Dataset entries
——————————

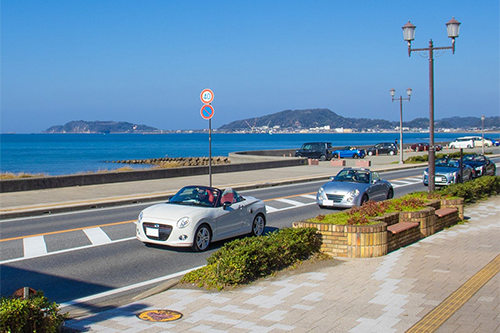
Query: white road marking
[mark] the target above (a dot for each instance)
(84, 300)
(291, 202)
(97, 236)
(34, 246)
(8, 261)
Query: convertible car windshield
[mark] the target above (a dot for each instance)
(353, 176)
(205, 196)
(442, 162)
(196, 196)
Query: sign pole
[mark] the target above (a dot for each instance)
(210, 150)
(207, 112)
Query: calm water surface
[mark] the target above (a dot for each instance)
(58, 154)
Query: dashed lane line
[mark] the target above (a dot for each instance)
(97, 236)
(34, 246)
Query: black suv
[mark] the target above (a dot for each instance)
(319, 150)
(389, 148)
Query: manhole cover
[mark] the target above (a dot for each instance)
(159, 315)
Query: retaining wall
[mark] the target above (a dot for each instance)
(38, 183)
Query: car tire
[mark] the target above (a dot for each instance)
(258, 225)
(202, 238)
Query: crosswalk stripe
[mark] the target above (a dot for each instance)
(270, 209)
(291, 202)
(34, 246)
(402, 182)
(97, 236)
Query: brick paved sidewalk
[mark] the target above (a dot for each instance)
(386, 294)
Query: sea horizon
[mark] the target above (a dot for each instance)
(70, 153)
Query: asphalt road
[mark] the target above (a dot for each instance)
(119, 267)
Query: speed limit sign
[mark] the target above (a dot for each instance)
(207, 96)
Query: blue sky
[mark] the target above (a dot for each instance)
(146, 62)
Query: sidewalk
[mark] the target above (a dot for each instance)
(386, 294)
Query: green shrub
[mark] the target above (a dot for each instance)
(360, 215)
(33, 314)
(474, 190)
(244, 260)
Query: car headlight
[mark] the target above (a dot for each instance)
(354, 193)
(321, 193)
(351, 195)
(183, 222)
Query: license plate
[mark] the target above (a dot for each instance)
(153, 232)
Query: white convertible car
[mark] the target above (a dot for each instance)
(198, 215)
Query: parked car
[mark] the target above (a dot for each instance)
(478, 142)
(318, 150)
(353, 187)
(198, 215)
(495, 142)
(389, 148)
(470, 142)
(480, 164)
(424, 146)
(348, 151)
(447, 171)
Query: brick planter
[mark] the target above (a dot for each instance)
(457, 203)
(351, 241)
(369, 241)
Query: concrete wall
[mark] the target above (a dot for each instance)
(38, 183)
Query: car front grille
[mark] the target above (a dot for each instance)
(440, 179)
(164, 230)
(335, 197)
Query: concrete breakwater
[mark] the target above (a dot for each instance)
(178, 161)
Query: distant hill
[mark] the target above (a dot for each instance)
(312, 118)
(80, 126)
(308, 118)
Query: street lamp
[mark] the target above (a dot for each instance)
(482, 121)
(401, 99)
(452, 27)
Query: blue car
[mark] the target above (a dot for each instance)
(447, 171)
(349, 152)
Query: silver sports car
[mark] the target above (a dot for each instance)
(198, 215)
(353, 187)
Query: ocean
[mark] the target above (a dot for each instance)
(62, 154)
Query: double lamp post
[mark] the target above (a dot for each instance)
(452, 27)
(401, 99)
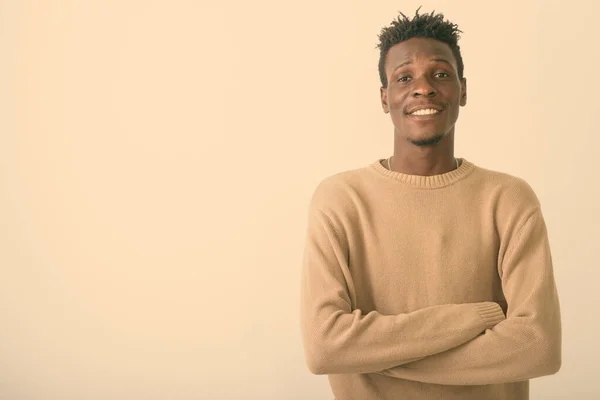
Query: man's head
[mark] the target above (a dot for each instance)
(421, 68)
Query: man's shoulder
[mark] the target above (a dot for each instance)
(335, 191)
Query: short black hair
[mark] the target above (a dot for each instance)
(430, 26)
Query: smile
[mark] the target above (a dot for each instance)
(426, 111)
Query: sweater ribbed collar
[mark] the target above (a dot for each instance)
(426, 182)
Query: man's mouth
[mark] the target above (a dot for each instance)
(425, 111)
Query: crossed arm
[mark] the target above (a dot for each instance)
(453, 344)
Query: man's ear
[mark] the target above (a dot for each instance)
(463, 92)
(384, 103)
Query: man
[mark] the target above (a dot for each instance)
(425, 276)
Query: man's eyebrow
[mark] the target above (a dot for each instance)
(443, 60)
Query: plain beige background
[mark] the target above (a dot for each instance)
(157, 159)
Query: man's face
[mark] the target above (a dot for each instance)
(422, 75)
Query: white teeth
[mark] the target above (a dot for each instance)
(427, 111)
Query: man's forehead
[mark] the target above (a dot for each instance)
(420, 46)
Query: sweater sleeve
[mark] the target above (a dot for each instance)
(527, 344)
(339, 339)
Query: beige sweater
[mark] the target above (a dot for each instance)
(438, 287)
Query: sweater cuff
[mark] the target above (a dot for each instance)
(490, 312)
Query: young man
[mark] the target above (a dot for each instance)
(425, 276)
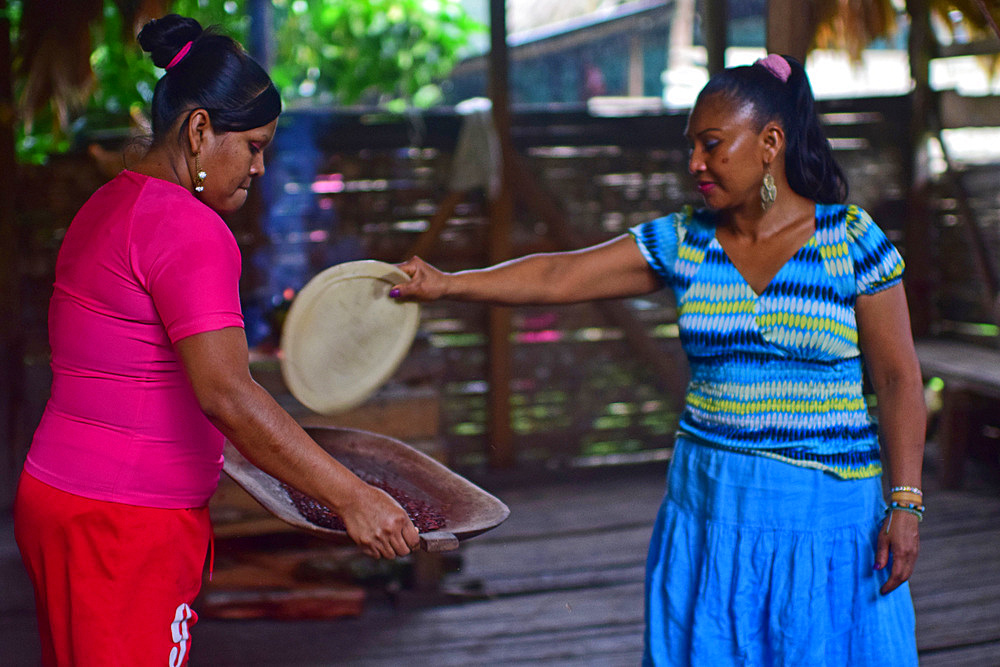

——————————

In the copy, include all records verbatim but no images.

■ ANSWER TO THIS EXERCISE:
Query: white road marking
[mark] the target above (a dot for each instance)
(84, 300)
(291, 202)
(97, 236)
(34, 246)
(8, 261)
Query: convertible car windshield
[mark] the target above (a dot for each instance)
(353, 176)
(205, 196)
(442, 162)
(196, 196)
Query: sign pole
[mark] the target above (a dot for each instance)
(210, 150)
(207, 112)
Query: calm water surface
[mark] the target above (a dot for each instance)
(58, 154)
Query: dashed lane line
[mark] the target above (a dot for each instance)
(97, 236)
(34, 246)
Query: black suv
[mark] the target above (a dot for each instance)
(319, 150)
(389, 148)
Query: manhole cover
[mark] the target above (a dot for each instance)
(159, 315)
Query: retaining wall
[mark] the target above (a dot for each instance)
(38, 183)
Query: car tire
[mark] the target above (a dot for each instance)
(258, 225)
(202, 238)
Query: crosswalk stripe
[mark] the target above (a dot for each instance)
(270, 209)
(291, 202)
(34, 246)
(402, 182)
(97, 236)
Query: brick paved sidewalk
[mark] the target above (a dot for each instance)
(386, 294)
Query: sea horizon
[mark] the target above (a dot for each instance)
(70, 153)
Query: asphalt road
[mark] the target above (a dot for each instance)
(119, 267)
Query: speed limit sign
[mark] the target above (a dot for each instance)
(207, 96)
Query: blue sky
[mark] the target above (a dot for each instance)
(146, 62)
Query: sidewalk
[mark] the target above (a dot for each instance)
(386, 294)
Query: green shrub
[mark] the target above (a dot for each instance)
(360, 215)
(33, 314)
(474, 190)
(244, 260)
Query: car headlight
[mark] the target above (a dot for each instance)
(354, 193)
(321, 193)
(351, 195)
(183, 222)
Query: license plate
[mark] the target above (a dot for each instance)
(153, 232)
Query: white convertible car
[mark] the target above (a dot for each instance)
(198, 215)
Query: parked car
[mark] the target above (a dot for each instance)
(478, 142)
(318, 150)
(353, 187)
(198, 215)
(495, 142)
(389, 148)
(470, 142)
(480, 164)
(424, 146)
(348, 151)
(447, 171)
Query: brick planter
[mark] the target above (a dot for each instance)
(457, 203)
(351, 241)
(369, 241)
Query: concrete wall
[mark] the target above (a dot for each instance)
(38, 183)
Query: car front grille
[mark] the target above (a dot for each instance)
(440, 179)
(164, 230)
(335, 197)
Query: concrete breakwater
[mark] the target above (a dot for each instance)
(178, 161)
Query: distant hill
[mark] the target above (a dot for each instance)
(312, 118)
(80, 126)
(308, 118)
Query: street lamp
[mark] the target above (a dot for each instance)
(482, 121)
(401, 99)
(452, 27)
Query: blue car
[mark] the target above (a dot for each instance)
(447, 171)
(349, 152)
Query: silver sports car
[mark] the target above (a dot for each instance)
(198, 215)
(353, 187)
Query: ocean
[mark] the target above (a dot for each instance)
(62, 154)
Query: double lamp post
[mark] the target above (a dot for each instance)
(452, 27)
(401, 99)
Query: man's head
[mark] the target above (a dot for each instance)
(421, 68)
Query: man's shoulder
[mark] the target above (a dot for each instance)
(335, 191)
Query: short black hair
[mark] the target above (a dot for each instance)
(430, 26)
Query: smile
[mark] the target above (a dot for each instance)
(426, 111)
Query: sweater ribbed collar
[mark] the target above (a dot for each instance)
(426, 182)
Query: man's mouth
[mark] the target above (a dot for each instance)
(425, 111)
Query: crossed arm
[mark] the target above (a dot for each instance)
(453, 344)
Query: man's ear
[mark] the target above (a dot for each instance)
(463, 92)
(384, 103)
Query: man
[mark] the target above (a dot for each instance)
(425, 276)
Query: man's eyebrow
[mark] the target above (a dot for each instance)
(443, 60)
Query: plain beige background
[mark] the target above (a dot for each instance)
(157, 159)
Query: man's face
[mark] the target above (a dot for each instance)
(422, 75)
Query: white teeth
[mark] the target above (a dot for each instance)
(427, 111)
Query: man's forehead
[mark] the target above (a dot for each instance)
(420, 46)
Query: sweater sleeve
[mark] the target above (a dot for each instance)
(527, 344)
(339, 339)
Query: beige sweater
[mark] the target above (a dot for each instance)
(438, 287)
Query: sweater cuff
[mark] the target above (a dot for each instance)
(490, 312)
Query: young man
[mark] the target above (a dot for each instance)
(425, 276)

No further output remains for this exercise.